• [Using the information]
#1 According to the coronavirus post, what kind of coronavirus testing is South Korea doing that lets people stay in their cars?
#2 Extend the coronavirus post by writing what comes after its final sentence.

• [Extract]
Apocalypse Now?

In the photo, it looks like such a little thing, even kind of pretty. But the novel coronavirus makes me feel more and more like we’re on the brink of Armageddon, with its exponential spread and its growing impact on every aspect of life. And the other shoe just dropped: Alexandria City Public Schools announced that schools will be closed beginning Monday and at least through the end of Spring Break.

I’ve stocked the house with a reasonable supply of extra groceries, and I’m washing my hands at every opportunity. This week, I’ve still taken part in my normal activities: writer’s group several days, mosaics class on Thursday, and so forth. But I think that’s about to change. I have been saying all along that this was the last week of Life As We’ve Known It, for at least a few weeks, possibly a lot longer. And sure enough, Virginia’s Governor (who is a doctor) has announced a state of emergency. This weekend’s school orchestra event is postponed indefinitely, as is the April orchestra trip to Boston. The Youth Orchestra concert for later in the month is off. The Art League just suspended classes, so there will be no mosaics class next week. Most sporting and theatrical events are canceled. The Library of Congress is closed to visitors and employees will mostly be teleworking, with some managers, including my husband, taking turns going into the office some days. And now school has been suspended. I suspect I will be mostly staying close to home in the next few weeks.

Stores are still open, and some of them (grocery stores and pharmacies, especially) have been doing tremendous business. Others are hurting already, especially small, locally owned shops that sell items that are not considered necessities; some have had to let employees go, and could be in danger of closing permanently, especially if business owners can’t convince landlords to give them a break on the rent.

So far, nobody I know personally has the virus. Correction: nobody I know has tested positive for the virus, and that’s not at all the same thing. The scarcity of available tests means that shockingly low numbers of Americans can be tested, even those showing symptoms. And our nonsensical, elitist medical system makes it impossible for many people to pay for the tests, even if they are available. I’m appalled that in a public health emergency, testing is not provided free of charge by the government. Treatment, too. We should have a system like South Korea, where testing is a matter of course. They’re even doing drive-through coronavirus testing, allowing people to be tested without leaving their cars! Instead, the Trump administration has bungled this at every step, deceiving the public about the potential threat, focusing more on tax breaks for big businesses than on stopping the spread of the disease, and blaming immigrants for the outbreak, when there is absolute no evidence supporting that.

• [Source data]
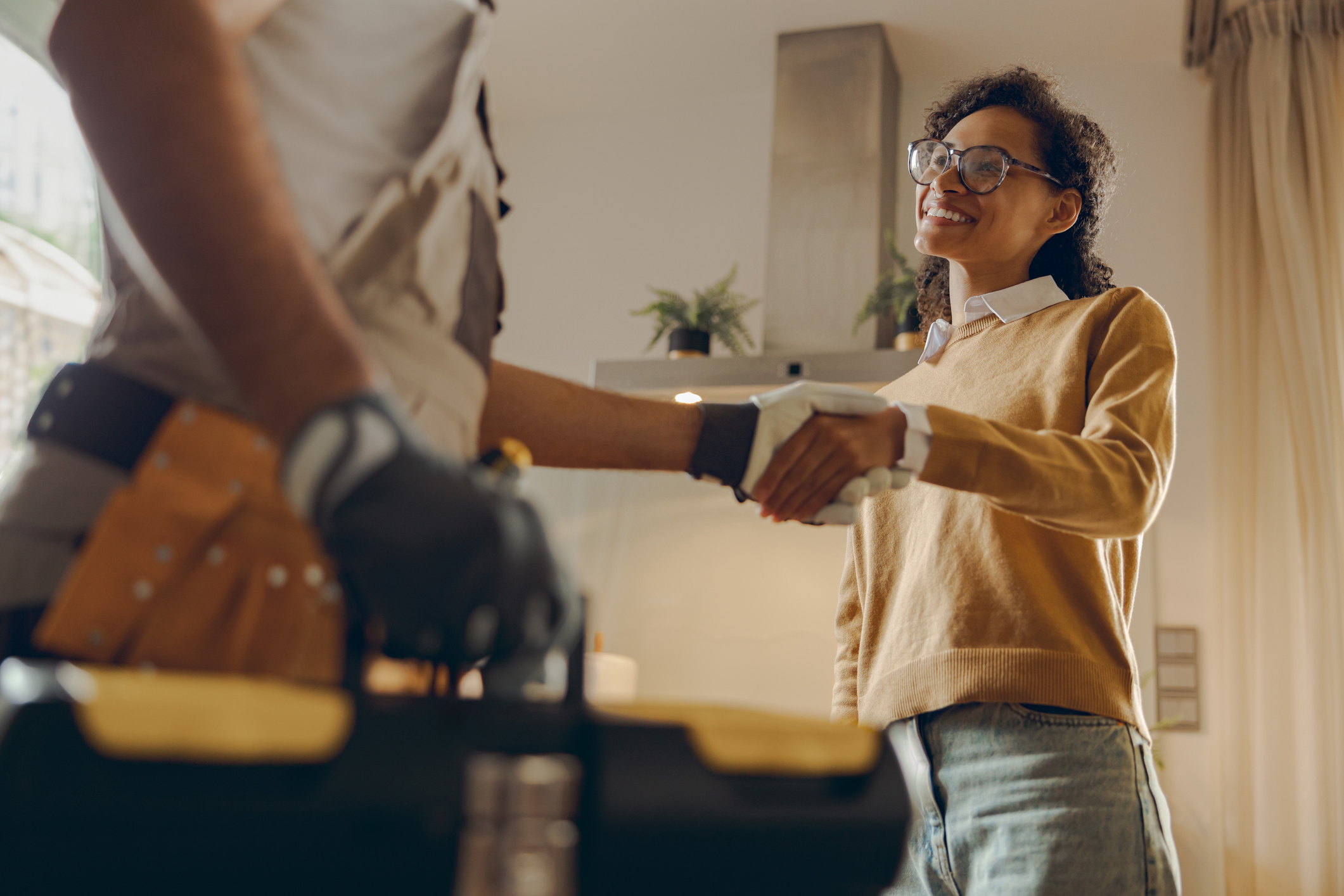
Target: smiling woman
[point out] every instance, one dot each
(984, 610)
(1026, 108)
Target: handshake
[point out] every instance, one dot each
(739, 446)
(458, 570)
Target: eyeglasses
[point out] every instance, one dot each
(980, 169)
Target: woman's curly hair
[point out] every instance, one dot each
(1073, 148)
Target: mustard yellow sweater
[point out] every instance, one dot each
(1007, 573)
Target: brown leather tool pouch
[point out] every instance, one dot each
(199, 563)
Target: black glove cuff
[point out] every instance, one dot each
(725, 444)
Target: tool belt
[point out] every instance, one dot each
(198, 563)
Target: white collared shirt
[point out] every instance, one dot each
(1008, 305)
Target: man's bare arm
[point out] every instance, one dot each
(169, 112)
(573, 426)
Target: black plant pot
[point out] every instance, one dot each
(689, 343)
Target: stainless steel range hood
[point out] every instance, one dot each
(832, 196)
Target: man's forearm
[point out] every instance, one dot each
(169, 113)
(573, 426)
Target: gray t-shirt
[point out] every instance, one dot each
(352, 93)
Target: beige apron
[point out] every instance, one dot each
(198, 562)
(421, 274)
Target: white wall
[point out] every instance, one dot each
(615, 196)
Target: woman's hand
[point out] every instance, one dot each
(821, 457)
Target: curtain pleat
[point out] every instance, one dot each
(1277, 193)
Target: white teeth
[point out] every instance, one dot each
(949, 215)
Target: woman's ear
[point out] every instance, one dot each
(1065, 213)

• [Responses to the tasks]
#1 Drive-through coronavirus testing.

#2
To make matters more confusing, the trees have burst into bloom, and those of us with seasonal allergies are coughing because of pollen. And we’re still in the grip of a particularly virulent cold and flu season. There are some differences in the symptoms of that the novel coronavirus presents, but enough overlap to make it hard to know if and when we should be worried.

I’m not that worried for myself. I’m not over 60, and have no underlying health issues, so my risk is low. And my son’s risk is even lower. My husband, on the other hand, is over 60. He has some health issues, but none of the issues that are supposed to make the virus particularly lethal. So I think the three of us should come through it fine. I spoke to my mom yesterday. She’s 81, but in excellent health and quite active. Her biggest fear is that she’ll have to cancel her Viking River Cruise through Europe. But it’s not until June, so maybe it will still be on. I have not spoken to my dad lately. Today is his birthday (81, as well) and he’s not as healthy as my mom, though he lost a lot of weight last year and is in pretty good shape for his age. Still, people in their 80s are at particularly high risk.

The overall mood around me is uncertain, nervous, and angry at the mismanagement of our public health response. I’m not seeing panic here, but maybe we’re just not at that stage yet. Personally, I’m relieved that the schools are closing. I wasn’t so concerned about my son’s exposure; teens are really not at high risk. We all knew school closings were coming, but not when. The uncertainty was weighing on me. At least now, we know for sure. And we can start to get a picture of what the coming weeks will look like.